*WORK INSTRUCTIONS*
Answer these questions from the urine analysis methods text:
1. In the GC–MS analysis, after how many study samples was a quality control sample injected?
2. Which supplier provided the phenylalanine-d5 for the LC–MS method?
3. At what force and for how long were the thawed urine samples centrifuged?

Table 1 Clinical characteristics of the subjects at baseline

2.1.1 GC–MS

All urine samples were processed and analyzed once using a randomized sample sequence over multiple batches. After every 6th study sample a quality control (QC) sample was injected. The QC sample was obtained by taking an aliquot of the same volume of all urine samples from this study. They were prepared once and measured in duplicate. All urine samples were analyzed with GC–MS according to the method described below.

2.1.2 LC–MS

The urine samples of the normal AER subjects were split into two aliquots, which were independently processed by the sample-pretreatment. Each extract was subsequently analyzed by LC–MS once so that for each sample from the normal AER group in total two LC–MS analyses were obtained. A pooled QC sample (the same as for GC–MS) was analyzed after every 6th sample.

2.2 Materials

2.2.1 GC–MS

For the GC–MS analysis, pyridine and N-methyl-N-trimethylsilyl trifluoroacetamide were obtained from Mallinckrodt Baker BV (Deventer, The Netherlands) and Alltech (Breda, The Netherlands), respectively. Standards were purchased from Sigma-Aldrich (Zwijndrecht, The Netherlands).

2.2.2 LC–MS

For the LC–MS method, LC–MS grade acetonitrile (AcN) and MS-grade water were obtained from Biosolve (Valkenswaard, The Netherlands). All standards were purchased from Sigma-Aldrich, except for phenylalanine-d5, which was from C/D/N Isotopes Inc. (PointeClaire, Quebec, Canada). Acetic acid, formic acid and sodium hydroxide were obtained from Biosolve (Valkenswaard, The Netherlands), Acros Organics (Geel, Belgium) and Merck (Darmstadt, Germany), respectively.

2.3 Sample preparation

2.3.1 Initial sample preparation

Urine samples (stored at −80°C) from FinnDiane were thawed at room temperature, homogenized using a vortex and centrifuged at 7500 g for 20 min. Specific volumes from the supernatant (typically 100 or 50 μl) were taken and 10 vol% aliquots of a 1 M acetic acid solution (adjusted to pH 6.0 with solid sodium hydroxide) were added and stored in vials. Samples were then stored at −80°C prior to method specific sample preparation.

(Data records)
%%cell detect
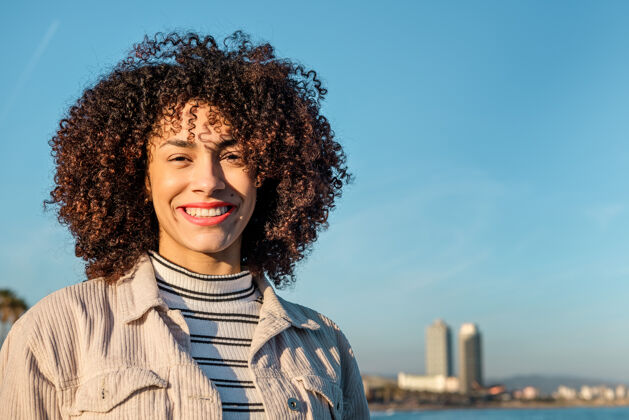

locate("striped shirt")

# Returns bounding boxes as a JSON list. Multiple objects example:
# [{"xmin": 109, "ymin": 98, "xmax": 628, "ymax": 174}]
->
[{"xmin": 150, "ymin": 252, "xmax": 266, "ymax": 420}]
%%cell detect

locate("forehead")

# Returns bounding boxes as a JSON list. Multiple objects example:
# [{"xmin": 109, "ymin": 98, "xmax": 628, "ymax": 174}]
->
[{"xmin": 149, "ymin": 102, "xmax": 233, "ymax": 146}]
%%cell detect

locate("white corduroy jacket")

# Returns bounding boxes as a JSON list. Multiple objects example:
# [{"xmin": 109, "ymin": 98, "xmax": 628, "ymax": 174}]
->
[{"xmin": 0, "ymin": 256, "xmax": 369, "ymax": 420}]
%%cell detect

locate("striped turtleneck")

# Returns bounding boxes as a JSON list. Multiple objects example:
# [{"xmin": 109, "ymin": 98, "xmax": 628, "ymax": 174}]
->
[{"xmin": 149, "ymin": 251, "xmax": 265, "ymax": 420}]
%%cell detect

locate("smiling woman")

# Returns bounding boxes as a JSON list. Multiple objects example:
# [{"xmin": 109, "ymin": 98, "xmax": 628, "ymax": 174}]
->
[
  {"xmin": 0, "ymin": 33, "xmax": 369, "ymax": 419},
  {"xmin": 146, "ymin": 102, "xmax": 256, "ymax": 274}
]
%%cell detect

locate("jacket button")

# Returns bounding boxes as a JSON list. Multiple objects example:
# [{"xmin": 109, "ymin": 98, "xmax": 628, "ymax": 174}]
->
[{"xmin": 288, "ymin": 398, "xmax": 301, "ymax": 411}]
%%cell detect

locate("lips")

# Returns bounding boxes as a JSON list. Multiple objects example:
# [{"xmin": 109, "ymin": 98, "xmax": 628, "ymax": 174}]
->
[{"xmin": 177, "ymin": 201, "xmax": 237, "ymax": 226}]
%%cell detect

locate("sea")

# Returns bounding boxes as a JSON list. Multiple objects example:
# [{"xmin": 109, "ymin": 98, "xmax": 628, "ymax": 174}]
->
[{"xmin": 371, "ymin": 407, "xmax": 629, "ymax": 420}]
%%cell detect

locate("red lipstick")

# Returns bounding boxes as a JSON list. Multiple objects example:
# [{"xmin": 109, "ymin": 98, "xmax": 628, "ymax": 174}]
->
[{"xmin": 177, "ymin": 201, "xmax": 236, "ymax": 226}]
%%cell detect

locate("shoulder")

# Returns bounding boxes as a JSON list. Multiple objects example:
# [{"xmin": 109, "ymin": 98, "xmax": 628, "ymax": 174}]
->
[
  {"xmin": 14, "ymin": 279, "xmax": 115, "ymax": 333},
  {"xmin": 278, "ymin": 296, "xmax": 349, "ymax": 347},
  {"xmin": 2, "ymin": 279, "xmax": 115, "ymax": 383}
]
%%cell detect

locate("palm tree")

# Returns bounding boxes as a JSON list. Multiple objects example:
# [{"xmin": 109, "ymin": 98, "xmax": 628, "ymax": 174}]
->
[{"xmin": 0, "ymin": 289, "xmax": 28, "ymax": 346}]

*YOUR SOLUTION*
1. After every 6th study sample.
2. C/D/N Isotopes Inc.
3. At 7500 g for 20 min.